**Goal of the exercise**
Only lines that contain the word "image" belong in the answer; copy them from the records below.

**Dataset entries**

=====

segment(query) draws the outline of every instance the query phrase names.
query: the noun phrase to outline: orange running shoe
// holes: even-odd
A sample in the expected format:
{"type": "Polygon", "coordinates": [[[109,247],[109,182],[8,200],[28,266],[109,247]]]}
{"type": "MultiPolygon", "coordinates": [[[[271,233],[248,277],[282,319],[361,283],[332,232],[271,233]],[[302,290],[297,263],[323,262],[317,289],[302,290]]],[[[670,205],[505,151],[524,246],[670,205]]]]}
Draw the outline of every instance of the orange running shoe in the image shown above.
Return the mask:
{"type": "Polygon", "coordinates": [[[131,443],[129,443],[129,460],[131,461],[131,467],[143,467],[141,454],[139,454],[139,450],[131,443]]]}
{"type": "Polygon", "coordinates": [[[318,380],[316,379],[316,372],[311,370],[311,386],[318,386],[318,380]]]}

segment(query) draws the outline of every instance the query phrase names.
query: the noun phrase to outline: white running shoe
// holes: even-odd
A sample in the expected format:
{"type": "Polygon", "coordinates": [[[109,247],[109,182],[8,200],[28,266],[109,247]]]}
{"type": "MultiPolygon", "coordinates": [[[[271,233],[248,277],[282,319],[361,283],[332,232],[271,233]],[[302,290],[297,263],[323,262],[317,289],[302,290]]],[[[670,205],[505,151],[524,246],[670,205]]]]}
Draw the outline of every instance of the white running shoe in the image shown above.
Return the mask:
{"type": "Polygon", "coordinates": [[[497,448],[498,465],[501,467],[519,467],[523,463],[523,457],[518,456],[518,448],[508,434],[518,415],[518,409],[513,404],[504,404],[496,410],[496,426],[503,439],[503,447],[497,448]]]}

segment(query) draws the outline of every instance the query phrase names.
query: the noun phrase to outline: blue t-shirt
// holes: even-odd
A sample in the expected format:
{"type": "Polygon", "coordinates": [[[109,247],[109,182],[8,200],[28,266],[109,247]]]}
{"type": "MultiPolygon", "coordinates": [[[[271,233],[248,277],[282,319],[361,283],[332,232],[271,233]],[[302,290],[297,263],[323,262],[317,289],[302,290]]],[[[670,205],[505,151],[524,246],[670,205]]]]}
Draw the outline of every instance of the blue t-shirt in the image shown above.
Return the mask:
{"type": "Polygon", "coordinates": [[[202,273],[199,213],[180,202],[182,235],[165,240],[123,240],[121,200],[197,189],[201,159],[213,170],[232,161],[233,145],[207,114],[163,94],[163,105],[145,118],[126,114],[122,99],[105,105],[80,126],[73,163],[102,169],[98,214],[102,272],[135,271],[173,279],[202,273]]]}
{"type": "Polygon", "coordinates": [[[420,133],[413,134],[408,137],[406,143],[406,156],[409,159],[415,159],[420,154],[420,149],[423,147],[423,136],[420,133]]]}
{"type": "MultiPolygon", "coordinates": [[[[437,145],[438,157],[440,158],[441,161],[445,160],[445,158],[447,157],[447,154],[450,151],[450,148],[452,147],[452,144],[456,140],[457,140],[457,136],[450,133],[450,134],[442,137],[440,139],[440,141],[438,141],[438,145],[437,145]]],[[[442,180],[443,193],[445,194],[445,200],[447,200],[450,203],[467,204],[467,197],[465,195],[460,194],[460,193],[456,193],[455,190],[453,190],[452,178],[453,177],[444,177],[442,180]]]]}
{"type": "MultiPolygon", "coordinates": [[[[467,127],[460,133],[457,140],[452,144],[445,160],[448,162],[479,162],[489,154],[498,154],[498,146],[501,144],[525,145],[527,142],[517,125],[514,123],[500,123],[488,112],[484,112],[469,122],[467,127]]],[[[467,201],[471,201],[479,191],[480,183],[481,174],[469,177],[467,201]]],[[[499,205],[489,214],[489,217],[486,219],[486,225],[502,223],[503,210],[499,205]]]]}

=====

**Task result**
Draw the outline of every instance of the orange running shoe in the image shown above.
Draw the outline of every instance of the white running shoe in the image shown above.
Draw the outline of every instance of the blue t-shirt in the image shown above.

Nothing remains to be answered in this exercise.